# start of RECORDS FOR PROCESSING

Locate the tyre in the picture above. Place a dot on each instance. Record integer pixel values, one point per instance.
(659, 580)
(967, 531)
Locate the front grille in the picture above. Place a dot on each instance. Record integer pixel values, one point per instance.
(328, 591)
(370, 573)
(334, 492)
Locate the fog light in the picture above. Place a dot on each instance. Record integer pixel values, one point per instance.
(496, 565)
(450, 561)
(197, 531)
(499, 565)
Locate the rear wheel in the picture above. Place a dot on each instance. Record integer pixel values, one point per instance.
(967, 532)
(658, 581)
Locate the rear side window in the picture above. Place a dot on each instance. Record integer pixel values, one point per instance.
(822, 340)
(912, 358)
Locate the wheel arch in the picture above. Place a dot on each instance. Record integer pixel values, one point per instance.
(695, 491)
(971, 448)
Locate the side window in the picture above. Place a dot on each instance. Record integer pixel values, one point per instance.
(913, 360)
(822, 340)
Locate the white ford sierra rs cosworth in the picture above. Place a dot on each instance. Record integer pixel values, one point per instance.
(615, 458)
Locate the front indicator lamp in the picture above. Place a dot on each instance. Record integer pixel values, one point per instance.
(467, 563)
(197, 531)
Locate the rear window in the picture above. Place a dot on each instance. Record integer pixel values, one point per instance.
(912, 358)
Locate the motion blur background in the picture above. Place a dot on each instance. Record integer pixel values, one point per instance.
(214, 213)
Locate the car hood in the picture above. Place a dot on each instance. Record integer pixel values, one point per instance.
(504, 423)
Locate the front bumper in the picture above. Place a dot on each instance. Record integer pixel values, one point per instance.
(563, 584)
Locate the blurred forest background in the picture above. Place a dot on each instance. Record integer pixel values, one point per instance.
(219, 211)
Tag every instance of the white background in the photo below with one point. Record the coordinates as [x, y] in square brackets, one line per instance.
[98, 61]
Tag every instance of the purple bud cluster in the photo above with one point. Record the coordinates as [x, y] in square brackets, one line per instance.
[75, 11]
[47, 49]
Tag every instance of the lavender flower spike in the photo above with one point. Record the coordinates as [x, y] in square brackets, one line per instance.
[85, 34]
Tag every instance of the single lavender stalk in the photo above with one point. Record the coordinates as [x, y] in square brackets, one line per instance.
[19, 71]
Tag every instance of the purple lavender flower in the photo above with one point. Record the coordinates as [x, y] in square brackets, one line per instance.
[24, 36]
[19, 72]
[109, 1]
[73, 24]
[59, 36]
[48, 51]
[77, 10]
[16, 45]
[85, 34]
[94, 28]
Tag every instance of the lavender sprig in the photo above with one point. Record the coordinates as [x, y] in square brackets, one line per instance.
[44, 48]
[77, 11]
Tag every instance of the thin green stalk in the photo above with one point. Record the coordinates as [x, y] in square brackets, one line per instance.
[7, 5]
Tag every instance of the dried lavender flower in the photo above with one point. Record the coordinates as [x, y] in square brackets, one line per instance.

# end of RECORDS FOR PROCESSING

● WHAT IS REQUIRED
Repeat, exactly and only, the lines above from the one containing "Locate the blurred" through the end of the material.

● SOLUTION FOR THIS PROBLEM
Locate the blurred forest background in the picture above. Place a dot on each instance. Record integer pixel values, one point per instance.
(219, 211)
Tag every instance of the white background in the photo below with one point. Record the coordinates as [x, y] in square brackets, one line per instance.
[98, 61]
Tag every instance of the purple bud cluster in the photo above with one point. Record the coordinates as [x, y] in square brackets, one line per instance.
[75, 11]
[47, 49]
Tag every instance of the lavender flower spike in the photo above with one point. Record the coordinates as [x, y] in square brackets, one line per instance.
[85, 34]
Tag every instance of the single lavender stalk in the photo above with one point. Record the coordinates as [x, y] in square brackets, one line per instance.
[19, 71]
Tag every instance of the purple lavender flower in the photo above with one point. Record the coordinates as [x, y] in square brackets, one line per instance.
[24, 36]
[19, 72]
[109, 1]
[73, 24]
[59, 36]
[48, 51]
[77, 10]
[16, 45]
[85, 34]
[94, 28]
Tag every instance of the lavender sprig in the photo above with one point. Record the coordinates as [x, y] in square brackets, one line per instance.
[44, 48]
[77, 11]
Tag every instance of the thin green stalk in the photo above with one point. Record the coordinates as [x, y] in square brackets, one line per instance.
[7, 5]
Tag every instance of the dried lavender flower in the photo above with one point. Record the coordinates as [x, y] in square brackets, one line per instance.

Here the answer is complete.